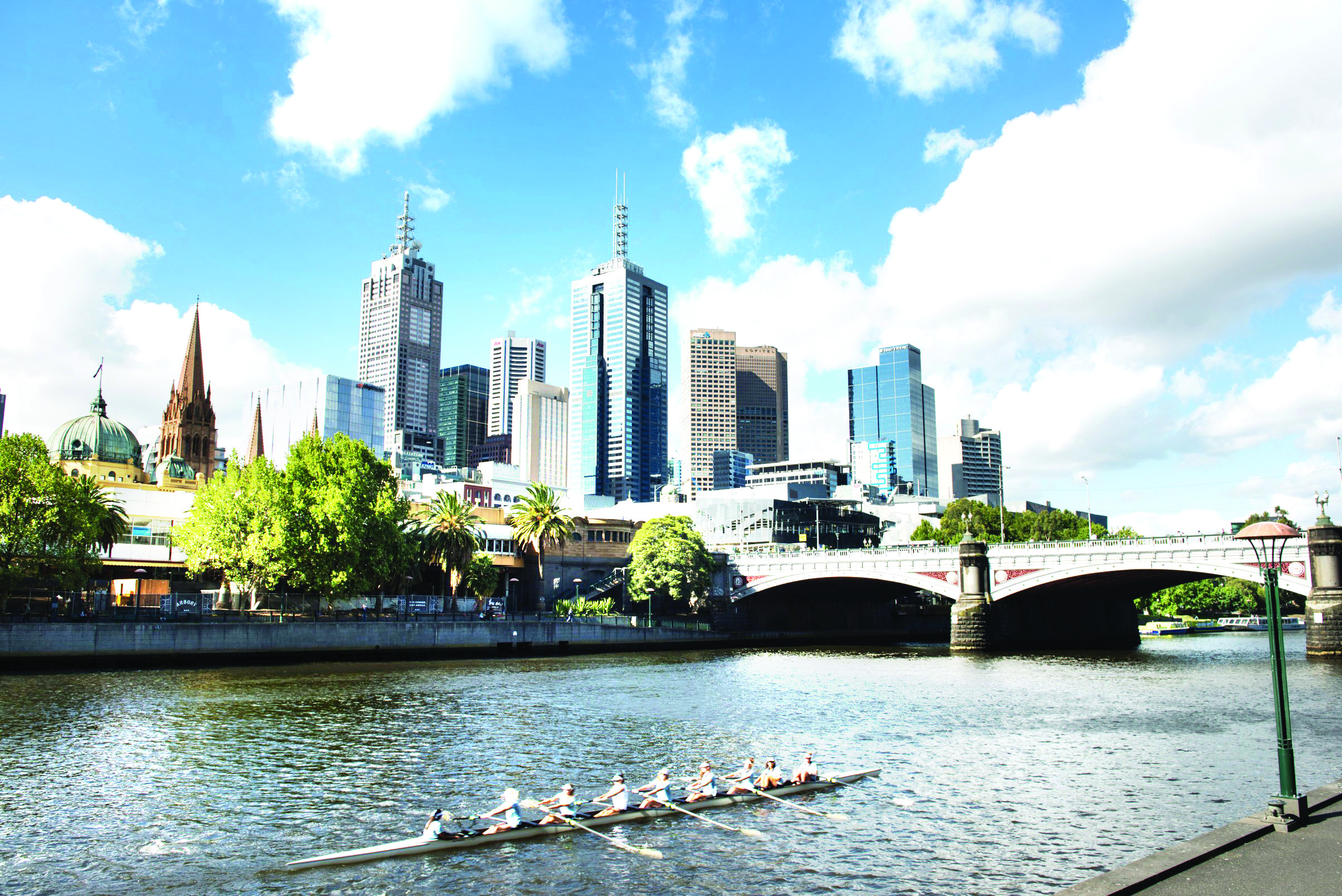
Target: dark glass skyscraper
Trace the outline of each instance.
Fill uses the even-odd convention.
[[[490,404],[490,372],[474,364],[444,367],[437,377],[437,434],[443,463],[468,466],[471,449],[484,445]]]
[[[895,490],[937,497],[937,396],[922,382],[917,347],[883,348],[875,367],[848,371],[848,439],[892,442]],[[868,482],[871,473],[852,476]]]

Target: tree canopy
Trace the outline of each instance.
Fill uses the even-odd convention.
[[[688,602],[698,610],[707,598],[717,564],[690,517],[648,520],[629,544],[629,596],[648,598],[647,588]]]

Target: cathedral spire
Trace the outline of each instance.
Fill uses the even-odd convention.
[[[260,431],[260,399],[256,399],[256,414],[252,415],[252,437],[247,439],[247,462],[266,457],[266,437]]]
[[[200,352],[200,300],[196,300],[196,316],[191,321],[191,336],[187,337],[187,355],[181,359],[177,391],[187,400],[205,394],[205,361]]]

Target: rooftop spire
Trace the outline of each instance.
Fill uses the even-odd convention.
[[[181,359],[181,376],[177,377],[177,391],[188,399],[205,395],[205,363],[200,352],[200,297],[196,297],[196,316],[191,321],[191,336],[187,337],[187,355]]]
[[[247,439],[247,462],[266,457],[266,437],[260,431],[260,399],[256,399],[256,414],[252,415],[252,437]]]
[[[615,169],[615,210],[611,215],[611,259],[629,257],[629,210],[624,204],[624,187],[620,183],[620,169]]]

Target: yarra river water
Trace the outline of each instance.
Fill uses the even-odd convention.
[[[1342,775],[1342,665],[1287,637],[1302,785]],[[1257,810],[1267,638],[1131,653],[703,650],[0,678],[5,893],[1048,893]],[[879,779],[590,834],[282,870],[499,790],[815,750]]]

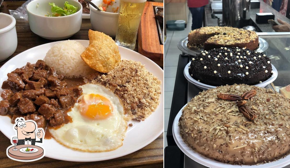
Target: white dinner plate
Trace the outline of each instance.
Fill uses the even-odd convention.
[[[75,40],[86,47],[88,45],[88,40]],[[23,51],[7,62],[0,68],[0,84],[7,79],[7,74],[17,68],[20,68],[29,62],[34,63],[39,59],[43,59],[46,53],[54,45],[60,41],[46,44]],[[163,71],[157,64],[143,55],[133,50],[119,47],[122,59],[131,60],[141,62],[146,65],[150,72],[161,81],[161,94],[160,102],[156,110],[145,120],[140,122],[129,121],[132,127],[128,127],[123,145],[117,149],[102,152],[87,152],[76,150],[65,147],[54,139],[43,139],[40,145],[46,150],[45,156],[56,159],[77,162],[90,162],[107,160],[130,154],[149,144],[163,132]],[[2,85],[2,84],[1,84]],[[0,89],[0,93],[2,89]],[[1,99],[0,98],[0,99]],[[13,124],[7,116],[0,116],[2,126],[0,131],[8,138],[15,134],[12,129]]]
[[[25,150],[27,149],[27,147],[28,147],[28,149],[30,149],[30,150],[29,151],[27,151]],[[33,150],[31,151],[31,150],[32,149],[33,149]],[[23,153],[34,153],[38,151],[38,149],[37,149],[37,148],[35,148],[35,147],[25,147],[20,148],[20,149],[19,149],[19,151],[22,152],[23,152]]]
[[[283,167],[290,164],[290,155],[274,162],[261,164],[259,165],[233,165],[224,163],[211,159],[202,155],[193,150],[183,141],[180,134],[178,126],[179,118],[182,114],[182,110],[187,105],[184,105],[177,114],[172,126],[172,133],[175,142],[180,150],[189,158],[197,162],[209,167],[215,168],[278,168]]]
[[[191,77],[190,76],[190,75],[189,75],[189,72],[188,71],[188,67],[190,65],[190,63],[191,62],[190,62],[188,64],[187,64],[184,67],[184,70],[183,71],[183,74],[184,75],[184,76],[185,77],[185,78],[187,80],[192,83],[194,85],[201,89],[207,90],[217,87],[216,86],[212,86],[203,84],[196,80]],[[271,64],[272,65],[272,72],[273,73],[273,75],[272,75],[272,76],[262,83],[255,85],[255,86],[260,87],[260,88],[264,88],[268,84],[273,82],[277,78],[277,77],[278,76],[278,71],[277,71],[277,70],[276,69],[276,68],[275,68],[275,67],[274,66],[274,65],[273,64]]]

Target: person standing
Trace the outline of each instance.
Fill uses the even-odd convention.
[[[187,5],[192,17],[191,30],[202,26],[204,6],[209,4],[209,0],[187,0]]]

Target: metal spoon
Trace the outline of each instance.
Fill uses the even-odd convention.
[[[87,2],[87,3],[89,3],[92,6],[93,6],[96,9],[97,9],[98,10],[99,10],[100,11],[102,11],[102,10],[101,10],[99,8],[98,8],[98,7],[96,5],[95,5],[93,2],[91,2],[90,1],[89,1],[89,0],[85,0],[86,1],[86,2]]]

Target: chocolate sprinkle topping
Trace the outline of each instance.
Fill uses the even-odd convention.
|---|
[PROBLEM DETAILS] Copy every line of the records from the line with "Target: person standing" through the end of the records, raising each polygon vertex coordinate by 12 and keeping all other text unchanged.

[TASK RESULT]
Target: person standing
Trace the outline of each instance.
Fill uses the even-odd convention.
[[[199,17],[204,29],[203,42],[214,38],[216,18],[221,16],[221,12],[199,12]]]

Target: metal spoon
Trace the outline of each instance.
Fill uses the even-odd convention.
[[[99,14],[99,15],[101,15],[104,18],[105,18],[108,21],[109,21],[110,22],[111,22],[112,23],[114,23],[114,22],[113,22],[111,20],[110,20],[110,19],[108,17],[107,17],[105,14],[103,14],[102,13],[101,13],[101,12],[97,12],[98,13],[98,14]]]

Target: chocolate sprinkle topping
Trace the outline of each instance.
Fill uses the even-odd convention.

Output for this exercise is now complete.